(Stored items)

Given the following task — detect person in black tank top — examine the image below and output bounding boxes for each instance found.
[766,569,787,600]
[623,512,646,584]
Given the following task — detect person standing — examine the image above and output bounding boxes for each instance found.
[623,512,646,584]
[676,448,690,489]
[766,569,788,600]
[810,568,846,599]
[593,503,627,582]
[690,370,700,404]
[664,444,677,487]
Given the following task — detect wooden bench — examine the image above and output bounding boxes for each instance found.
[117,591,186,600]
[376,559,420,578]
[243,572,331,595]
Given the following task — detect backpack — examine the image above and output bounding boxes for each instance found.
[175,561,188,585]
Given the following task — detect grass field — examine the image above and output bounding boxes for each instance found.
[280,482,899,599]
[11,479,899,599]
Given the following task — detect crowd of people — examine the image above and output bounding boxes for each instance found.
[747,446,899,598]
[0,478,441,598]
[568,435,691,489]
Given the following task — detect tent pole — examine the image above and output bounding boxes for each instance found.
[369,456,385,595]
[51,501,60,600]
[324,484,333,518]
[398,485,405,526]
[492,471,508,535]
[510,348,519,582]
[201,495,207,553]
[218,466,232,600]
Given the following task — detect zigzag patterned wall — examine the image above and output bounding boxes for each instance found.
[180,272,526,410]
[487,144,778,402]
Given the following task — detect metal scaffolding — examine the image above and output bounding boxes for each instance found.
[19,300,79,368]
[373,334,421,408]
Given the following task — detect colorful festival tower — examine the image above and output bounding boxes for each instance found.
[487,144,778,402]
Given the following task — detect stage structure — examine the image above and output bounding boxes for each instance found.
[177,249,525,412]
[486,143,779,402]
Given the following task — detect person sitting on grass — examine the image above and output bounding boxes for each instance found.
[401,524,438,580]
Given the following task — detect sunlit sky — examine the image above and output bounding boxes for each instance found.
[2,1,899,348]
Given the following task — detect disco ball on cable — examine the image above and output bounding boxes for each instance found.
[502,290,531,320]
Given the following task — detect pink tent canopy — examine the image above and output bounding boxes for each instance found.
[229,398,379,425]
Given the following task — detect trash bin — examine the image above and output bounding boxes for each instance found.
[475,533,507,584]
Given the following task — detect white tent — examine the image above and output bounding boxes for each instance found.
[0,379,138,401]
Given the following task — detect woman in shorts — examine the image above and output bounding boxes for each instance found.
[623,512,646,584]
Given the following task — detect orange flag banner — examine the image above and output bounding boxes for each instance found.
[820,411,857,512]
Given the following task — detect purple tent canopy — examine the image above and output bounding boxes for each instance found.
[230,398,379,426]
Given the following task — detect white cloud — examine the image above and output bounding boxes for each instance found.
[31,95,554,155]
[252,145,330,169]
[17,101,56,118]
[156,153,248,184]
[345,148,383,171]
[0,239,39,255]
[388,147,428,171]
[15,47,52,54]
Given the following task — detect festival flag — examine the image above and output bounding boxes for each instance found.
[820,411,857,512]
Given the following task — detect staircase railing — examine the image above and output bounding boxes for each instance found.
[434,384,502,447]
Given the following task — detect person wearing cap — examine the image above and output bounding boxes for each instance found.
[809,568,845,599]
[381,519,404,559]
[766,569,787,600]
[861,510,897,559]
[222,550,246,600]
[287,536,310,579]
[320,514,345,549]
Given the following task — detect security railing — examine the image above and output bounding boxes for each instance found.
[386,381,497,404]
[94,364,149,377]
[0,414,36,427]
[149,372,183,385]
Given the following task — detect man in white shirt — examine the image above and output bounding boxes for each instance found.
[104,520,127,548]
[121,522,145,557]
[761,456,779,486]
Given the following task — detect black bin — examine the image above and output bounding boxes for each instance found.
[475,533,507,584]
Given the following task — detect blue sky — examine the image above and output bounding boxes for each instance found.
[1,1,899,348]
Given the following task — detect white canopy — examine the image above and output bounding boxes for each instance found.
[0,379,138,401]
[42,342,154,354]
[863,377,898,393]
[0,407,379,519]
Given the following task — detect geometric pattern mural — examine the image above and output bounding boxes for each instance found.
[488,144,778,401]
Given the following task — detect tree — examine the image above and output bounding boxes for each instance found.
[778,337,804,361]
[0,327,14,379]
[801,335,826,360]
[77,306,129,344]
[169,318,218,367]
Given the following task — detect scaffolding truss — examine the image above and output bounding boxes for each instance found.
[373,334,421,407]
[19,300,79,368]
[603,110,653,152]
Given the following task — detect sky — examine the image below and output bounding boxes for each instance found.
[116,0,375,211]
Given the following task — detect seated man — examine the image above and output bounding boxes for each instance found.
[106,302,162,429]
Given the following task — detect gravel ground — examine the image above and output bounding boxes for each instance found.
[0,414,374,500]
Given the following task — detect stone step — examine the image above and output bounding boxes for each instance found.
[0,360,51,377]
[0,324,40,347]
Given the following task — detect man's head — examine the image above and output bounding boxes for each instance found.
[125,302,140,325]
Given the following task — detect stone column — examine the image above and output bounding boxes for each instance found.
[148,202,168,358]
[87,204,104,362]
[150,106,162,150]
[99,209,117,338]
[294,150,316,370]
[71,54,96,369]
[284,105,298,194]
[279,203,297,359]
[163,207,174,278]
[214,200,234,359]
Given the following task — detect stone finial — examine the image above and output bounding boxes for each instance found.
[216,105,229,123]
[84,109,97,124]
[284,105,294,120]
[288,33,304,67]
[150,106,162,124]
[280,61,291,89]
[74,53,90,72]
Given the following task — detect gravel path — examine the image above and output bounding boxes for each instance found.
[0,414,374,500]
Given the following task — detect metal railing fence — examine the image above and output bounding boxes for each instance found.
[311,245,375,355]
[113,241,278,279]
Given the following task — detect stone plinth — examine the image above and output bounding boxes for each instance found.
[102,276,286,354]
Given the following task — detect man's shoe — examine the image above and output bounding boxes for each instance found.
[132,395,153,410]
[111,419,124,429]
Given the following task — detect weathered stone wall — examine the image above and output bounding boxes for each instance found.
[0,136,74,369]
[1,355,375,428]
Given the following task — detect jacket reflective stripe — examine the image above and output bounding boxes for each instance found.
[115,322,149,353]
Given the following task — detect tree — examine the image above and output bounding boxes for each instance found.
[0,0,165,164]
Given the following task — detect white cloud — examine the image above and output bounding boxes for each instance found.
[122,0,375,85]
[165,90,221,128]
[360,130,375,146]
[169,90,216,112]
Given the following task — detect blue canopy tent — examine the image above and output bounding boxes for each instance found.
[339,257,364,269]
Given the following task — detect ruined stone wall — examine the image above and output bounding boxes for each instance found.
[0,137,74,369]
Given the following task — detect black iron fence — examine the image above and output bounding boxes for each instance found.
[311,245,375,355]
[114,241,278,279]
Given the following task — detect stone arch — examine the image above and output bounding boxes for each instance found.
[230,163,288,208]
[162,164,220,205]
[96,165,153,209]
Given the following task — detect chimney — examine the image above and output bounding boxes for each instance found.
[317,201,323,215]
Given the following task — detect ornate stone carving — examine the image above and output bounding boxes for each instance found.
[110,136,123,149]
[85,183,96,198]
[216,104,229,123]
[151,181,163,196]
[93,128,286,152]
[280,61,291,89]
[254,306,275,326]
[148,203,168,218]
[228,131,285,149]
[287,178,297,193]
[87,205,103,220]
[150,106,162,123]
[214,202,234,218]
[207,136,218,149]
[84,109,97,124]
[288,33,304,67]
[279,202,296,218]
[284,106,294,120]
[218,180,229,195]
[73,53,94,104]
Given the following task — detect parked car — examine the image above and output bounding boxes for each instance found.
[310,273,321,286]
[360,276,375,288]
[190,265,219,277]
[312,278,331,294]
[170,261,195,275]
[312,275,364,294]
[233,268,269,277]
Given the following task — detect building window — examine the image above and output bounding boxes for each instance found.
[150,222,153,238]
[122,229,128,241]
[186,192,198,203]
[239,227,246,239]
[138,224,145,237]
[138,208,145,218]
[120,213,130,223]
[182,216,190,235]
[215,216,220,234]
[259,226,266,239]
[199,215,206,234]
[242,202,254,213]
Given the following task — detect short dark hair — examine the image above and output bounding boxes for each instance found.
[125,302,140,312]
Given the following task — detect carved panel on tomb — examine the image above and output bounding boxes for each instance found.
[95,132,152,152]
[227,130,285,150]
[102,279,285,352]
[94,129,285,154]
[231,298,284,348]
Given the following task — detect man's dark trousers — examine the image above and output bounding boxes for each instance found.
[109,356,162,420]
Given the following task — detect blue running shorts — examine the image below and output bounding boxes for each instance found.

==

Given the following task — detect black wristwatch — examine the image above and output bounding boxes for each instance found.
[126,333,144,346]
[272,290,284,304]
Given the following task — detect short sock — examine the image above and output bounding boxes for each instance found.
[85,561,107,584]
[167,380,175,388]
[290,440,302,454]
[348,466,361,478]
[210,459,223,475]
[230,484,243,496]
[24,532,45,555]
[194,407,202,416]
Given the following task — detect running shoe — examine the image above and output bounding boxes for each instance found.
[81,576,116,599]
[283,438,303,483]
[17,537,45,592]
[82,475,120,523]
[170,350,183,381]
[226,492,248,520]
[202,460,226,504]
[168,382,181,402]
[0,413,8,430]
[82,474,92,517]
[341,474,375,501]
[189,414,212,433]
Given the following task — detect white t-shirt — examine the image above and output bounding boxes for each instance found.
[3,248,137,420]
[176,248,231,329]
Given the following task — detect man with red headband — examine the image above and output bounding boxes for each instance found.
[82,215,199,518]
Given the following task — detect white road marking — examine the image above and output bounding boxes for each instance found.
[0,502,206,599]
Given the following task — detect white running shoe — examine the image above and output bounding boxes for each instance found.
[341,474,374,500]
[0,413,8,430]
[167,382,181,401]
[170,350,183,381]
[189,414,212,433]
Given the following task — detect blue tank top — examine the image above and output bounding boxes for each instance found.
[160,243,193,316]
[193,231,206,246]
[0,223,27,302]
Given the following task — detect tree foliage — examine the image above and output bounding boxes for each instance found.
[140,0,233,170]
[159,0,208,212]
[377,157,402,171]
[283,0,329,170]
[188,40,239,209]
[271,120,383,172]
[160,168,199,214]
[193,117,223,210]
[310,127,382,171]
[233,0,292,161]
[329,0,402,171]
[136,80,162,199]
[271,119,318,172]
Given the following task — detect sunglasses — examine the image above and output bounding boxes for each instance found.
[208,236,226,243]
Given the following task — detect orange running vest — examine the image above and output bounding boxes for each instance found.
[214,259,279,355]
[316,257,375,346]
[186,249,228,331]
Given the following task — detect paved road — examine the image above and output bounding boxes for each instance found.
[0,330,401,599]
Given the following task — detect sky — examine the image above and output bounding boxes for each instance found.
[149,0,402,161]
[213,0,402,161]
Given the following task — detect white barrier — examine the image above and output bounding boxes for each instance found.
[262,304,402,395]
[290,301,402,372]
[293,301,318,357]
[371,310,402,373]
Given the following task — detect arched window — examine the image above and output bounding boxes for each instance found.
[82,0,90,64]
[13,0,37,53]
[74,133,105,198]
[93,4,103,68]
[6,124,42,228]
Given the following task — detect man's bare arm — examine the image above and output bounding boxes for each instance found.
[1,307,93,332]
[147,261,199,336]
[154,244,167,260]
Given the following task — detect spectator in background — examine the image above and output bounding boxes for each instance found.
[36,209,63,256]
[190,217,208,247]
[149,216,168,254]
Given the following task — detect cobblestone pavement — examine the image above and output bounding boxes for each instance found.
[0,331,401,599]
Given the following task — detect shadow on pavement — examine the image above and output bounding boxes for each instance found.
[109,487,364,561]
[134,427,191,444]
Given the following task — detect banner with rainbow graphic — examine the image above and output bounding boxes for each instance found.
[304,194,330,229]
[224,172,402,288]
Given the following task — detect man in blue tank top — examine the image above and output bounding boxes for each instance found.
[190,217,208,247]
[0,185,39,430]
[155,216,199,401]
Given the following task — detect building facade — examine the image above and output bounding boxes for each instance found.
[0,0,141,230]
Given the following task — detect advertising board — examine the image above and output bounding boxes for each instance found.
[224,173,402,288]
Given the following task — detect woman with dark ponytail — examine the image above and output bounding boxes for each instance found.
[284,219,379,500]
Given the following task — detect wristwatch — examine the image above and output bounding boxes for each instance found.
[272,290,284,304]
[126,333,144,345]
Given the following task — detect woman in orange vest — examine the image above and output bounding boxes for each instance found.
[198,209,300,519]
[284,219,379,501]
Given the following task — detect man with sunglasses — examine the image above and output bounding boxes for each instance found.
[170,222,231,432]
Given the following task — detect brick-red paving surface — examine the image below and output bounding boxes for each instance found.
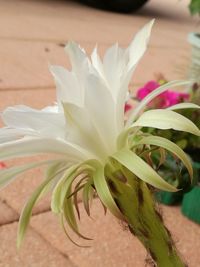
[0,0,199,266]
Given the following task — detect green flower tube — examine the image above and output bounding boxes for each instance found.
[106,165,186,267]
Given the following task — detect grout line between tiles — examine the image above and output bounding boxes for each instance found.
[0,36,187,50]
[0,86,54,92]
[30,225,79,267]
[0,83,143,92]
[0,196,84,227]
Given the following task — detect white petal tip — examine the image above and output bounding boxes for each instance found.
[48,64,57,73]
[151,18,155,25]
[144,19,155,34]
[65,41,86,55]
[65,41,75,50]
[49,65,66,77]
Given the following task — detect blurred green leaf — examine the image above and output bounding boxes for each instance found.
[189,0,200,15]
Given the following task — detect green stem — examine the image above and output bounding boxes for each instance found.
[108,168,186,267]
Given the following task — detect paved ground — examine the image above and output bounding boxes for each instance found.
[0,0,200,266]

...

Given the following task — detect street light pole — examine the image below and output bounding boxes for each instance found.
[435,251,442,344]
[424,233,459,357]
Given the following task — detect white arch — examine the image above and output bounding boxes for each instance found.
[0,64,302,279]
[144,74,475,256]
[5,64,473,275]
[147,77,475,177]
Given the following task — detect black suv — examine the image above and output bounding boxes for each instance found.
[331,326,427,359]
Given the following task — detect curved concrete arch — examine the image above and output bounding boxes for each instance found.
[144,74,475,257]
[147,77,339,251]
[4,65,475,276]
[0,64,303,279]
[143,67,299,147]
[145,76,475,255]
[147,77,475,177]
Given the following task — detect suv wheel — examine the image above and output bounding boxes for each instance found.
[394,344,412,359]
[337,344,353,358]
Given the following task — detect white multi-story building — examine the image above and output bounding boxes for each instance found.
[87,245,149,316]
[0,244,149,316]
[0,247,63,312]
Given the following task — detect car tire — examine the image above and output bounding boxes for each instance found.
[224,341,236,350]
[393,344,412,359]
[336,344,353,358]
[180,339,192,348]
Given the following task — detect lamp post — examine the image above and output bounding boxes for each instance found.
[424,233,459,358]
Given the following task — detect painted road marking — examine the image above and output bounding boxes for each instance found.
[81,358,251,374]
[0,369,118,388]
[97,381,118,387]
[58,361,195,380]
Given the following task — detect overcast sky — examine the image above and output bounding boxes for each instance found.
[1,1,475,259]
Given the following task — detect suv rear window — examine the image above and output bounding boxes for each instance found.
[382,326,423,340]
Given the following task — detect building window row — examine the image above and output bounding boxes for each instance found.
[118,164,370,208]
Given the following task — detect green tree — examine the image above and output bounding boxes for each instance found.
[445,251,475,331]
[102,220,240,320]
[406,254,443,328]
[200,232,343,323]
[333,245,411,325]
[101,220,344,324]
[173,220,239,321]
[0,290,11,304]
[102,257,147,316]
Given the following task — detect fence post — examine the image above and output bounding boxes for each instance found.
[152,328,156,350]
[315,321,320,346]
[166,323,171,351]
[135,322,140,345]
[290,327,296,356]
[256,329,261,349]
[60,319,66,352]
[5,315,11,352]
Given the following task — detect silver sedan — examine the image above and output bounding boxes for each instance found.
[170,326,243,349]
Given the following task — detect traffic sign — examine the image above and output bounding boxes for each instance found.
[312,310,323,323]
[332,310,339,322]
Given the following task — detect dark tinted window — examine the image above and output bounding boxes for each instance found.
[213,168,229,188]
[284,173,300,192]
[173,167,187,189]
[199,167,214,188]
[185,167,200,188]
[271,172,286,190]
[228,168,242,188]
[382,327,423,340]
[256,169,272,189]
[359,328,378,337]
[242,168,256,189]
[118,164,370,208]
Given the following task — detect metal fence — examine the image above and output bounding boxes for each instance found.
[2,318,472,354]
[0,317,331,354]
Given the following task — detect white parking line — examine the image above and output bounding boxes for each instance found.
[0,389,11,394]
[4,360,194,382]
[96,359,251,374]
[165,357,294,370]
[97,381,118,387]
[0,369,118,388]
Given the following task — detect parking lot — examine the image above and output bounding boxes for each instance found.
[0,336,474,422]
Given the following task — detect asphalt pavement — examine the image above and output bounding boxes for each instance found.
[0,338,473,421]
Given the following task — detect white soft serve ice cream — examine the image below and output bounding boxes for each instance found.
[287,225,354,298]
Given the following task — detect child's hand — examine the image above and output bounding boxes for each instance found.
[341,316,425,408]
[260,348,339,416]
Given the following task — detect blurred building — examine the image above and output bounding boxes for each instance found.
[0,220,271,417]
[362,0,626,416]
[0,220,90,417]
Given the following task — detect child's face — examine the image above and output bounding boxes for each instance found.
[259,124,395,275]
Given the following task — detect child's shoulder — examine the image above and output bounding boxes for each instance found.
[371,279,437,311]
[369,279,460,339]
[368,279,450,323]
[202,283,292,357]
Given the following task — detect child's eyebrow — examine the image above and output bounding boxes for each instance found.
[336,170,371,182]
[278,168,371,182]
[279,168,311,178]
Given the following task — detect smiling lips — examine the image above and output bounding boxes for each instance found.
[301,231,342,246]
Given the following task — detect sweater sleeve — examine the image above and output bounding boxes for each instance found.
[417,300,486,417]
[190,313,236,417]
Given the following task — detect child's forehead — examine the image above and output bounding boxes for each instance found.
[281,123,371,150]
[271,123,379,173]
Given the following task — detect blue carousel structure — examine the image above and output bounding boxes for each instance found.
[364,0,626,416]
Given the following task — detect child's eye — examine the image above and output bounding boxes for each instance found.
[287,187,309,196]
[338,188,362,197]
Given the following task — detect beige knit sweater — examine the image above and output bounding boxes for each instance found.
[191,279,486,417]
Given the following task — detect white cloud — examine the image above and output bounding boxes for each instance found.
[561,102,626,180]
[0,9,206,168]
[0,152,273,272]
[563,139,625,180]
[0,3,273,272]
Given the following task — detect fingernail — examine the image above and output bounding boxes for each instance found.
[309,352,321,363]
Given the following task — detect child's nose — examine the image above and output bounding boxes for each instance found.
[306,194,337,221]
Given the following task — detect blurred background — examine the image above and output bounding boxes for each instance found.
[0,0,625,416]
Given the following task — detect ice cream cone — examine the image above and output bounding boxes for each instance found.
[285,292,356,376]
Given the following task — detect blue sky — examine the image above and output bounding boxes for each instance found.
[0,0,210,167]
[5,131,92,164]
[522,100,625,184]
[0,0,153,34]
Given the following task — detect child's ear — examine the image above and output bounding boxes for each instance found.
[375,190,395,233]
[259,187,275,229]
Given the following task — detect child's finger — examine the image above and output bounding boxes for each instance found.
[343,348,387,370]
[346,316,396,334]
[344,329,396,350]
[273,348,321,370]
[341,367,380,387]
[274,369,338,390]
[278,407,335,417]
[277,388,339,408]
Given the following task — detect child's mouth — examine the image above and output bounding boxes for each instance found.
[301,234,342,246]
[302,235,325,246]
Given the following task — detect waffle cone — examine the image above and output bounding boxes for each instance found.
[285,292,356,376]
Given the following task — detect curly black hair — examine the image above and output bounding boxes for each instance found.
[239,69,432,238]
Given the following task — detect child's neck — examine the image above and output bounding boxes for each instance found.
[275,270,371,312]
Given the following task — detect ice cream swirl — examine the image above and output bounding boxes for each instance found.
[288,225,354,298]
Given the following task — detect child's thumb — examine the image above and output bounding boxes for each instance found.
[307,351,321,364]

> _Assigned task_
From the entries above, give again exactly the lines running from the line with "Given the following task — detect carved" to the line with "Given the following task — detect blue running"; include both of those lines.

> _Exercise result_
Given the following task — detect carved panel on tomb — examine the image above and output bounding boxes for each instance found.
[95,132,152,152]
[227,130,285,150]
[102,279,285,352]
[94,129,285,154]
[231,298,284,348]
Given the following task — detect man's dark trousers — examine the image above and output bounding boxes for each instance found.
[109,356,162,420]
Given the following task — detect blue running shorts — examine the image below and output bounding boxes for each instance found.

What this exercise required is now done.